-- Begin --

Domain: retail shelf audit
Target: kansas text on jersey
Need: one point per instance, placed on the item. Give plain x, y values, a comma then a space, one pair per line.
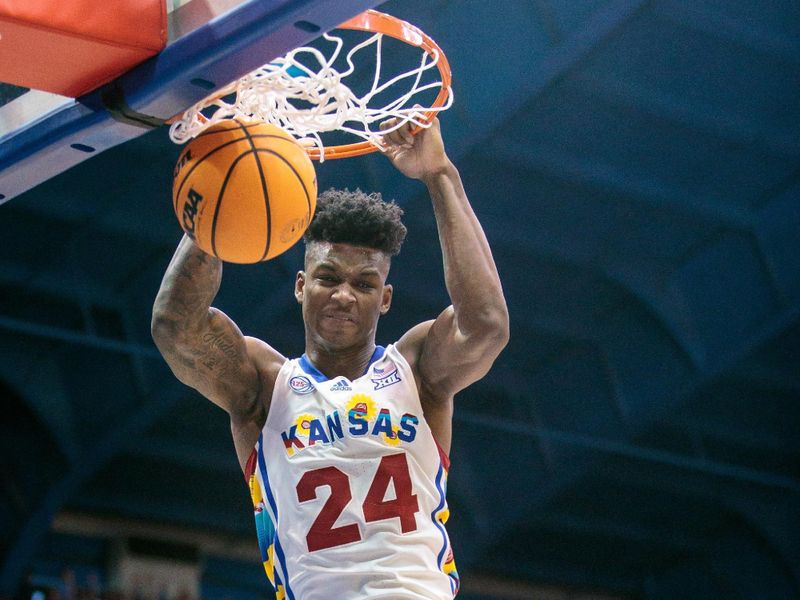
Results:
349, 485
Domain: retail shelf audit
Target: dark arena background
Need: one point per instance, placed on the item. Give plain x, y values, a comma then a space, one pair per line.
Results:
636, 167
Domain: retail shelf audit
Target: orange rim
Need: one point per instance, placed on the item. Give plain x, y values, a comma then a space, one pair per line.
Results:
378, 22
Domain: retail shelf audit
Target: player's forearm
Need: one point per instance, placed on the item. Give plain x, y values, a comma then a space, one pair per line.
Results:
189, 286
470, 272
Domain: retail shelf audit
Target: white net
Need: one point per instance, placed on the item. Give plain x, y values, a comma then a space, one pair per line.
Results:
305, 95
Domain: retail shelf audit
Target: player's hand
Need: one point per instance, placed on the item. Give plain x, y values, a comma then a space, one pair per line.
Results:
415, 155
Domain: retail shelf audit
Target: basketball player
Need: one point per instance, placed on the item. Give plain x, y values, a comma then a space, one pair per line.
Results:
346, 448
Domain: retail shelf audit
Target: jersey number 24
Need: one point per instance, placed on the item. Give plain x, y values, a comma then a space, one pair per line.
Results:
392, 468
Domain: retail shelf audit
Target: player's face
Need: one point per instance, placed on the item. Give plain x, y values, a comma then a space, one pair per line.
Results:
343, 291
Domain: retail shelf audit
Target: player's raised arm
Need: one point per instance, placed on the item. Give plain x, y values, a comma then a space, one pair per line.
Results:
462, 343
202, 346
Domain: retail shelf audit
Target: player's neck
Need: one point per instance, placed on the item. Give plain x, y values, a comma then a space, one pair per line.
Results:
349, 362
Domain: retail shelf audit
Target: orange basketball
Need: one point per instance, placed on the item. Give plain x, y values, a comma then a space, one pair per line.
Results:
244, 191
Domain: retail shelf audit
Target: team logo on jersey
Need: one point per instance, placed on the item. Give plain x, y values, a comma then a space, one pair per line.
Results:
341, 386
301, 385
361, 417
386, 380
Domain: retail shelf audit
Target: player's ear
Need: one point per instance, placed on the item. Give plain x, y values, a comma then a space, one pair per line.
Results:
386, 299
299, 286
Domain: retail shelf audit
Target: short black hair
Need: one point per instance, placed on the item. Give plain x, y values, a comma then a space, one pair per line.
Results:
359, 219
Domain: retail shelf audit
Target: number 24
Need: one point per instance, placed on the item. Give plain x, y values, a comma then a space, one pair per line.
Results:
392, 468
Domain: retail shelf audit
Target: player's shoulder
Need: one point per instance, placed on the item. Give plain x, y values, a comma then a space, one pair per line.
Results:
411, 343
265, 358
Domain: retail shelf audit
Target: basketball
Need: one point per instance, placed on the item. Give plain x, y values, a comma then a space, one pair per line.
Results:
244, 191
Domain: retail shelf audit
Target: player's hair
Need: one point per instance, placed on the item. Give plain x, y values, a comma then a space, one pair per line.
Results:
359, 219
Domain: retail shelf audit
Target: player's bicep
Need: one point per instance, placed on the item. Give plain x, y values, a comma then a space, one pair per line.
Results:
213, 358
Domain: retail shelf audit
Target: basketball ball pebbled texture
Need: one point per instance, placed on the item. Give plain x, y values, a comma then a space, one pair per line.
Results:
244, 191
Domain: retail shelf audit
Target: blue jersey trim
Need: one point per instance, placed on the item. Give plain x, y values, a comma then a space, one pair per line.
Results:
320, 377
262, 464
439, 526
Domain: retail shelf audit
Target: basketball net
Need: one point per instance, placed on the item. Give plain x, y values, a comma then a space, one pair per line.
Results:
303, 94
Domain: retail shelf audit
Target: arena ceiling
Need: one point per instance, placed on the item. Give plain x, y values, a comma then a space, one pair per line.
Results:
636, 167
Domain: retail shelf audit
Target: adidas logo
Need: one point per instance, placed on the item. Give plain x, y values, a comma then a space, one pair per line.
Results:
341, 386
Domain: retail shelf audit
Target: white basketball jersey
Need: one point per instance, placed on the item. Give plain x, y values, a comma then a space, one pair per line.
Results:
348, 486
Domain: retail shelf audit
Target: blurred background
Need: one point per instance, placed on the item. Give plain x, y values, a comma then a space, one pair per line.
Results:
636, 167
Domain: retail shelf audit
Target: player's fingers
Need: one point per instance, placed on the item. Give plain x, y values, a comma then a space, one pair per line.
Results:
396, 138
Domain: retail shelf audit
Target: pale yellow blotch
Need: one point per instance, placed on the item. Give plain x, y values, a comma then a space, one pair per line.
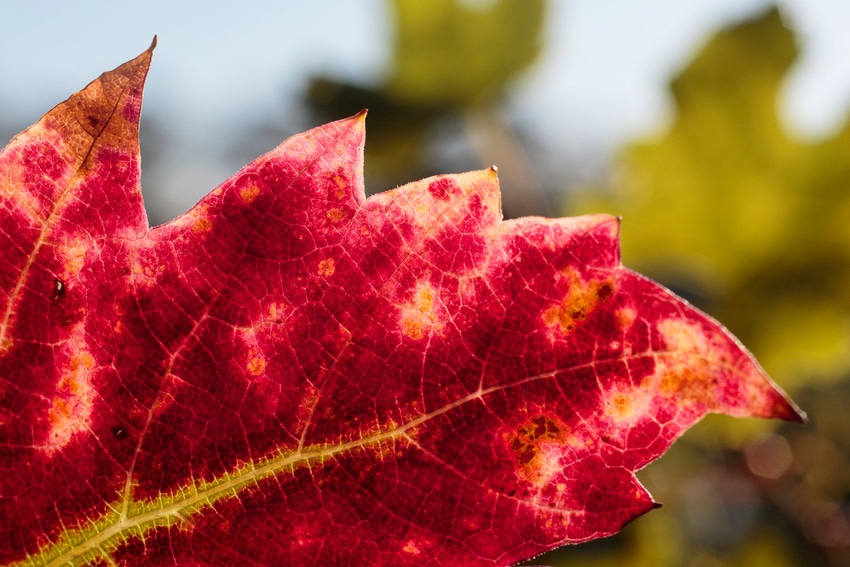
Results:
277, 311
199, 220
75, 257
71, 407
625, 318
625, 408
420, 317
689, 372
256, 365
539, 446
414, 547
341, 186
201, 225
248, 194
581, 299
327, 267
683, 336
336, 215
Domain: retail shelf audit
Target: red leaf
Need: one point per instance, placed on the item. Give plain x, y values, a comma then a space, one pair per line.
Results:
292, 374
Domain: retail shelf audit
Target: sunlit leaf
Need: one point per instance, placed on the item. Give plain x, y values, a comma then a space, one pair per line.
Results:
292, 374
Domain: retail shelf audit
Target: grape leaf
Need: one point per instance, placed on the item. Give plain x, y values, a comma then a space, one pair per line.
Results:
292, 374
740, 211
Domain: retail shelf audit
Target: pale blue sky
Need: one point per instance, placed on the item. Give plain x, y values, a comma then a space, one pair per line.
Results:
601, 81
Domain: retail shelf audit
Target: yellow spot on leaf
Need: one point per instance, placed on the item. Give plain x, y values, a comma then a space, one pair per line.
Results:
411, 547
341, 186
419, 317
625, 318
581, 299
201, 225
537, 446
327, 267
256, 365
248, 194
336, 215
75, 256
71, 407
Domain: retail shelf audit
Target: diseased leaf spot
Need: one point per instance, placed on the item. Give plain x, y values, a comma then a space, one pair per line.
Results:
536, 445
581, 299
201, 225
327, 267
58, 289
444, 188
249, 193
625, 318
256, 365
336, 215
420, 316
71, 407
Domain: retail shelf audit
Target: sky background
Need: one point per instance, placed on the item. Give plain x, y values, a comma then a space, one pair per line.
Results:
602, 78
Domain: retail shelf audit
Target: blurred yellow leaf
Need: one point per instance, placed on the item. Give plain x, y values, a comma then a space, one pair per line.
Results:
729, 206
453, 53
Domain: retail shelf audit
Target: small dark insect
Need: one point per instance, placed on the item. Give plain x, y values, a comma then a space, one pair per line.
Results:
58, 288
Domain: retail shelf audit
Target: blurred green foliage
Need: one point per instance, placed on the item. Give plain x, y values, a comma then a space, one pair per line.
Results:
729, 209
452, 62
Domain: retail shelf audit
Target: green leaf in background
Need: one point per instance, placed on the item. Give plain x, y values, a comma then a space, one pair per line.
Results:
453, 61
731, 207
453, 53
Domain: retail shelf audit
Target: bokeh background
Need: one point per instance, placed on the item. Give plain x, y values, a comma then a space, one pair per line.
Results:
717, 128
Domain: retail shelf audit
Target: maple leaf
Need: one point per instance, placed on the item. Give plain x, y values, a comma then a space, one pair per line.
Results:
292, 374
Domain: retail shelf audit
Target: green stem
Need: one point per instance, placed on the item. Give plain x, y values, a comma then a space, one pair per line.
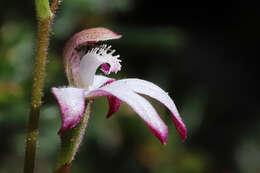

-- End --

Tally the lines above that contain the string "green", and give only that number.

> _Solved problem_
3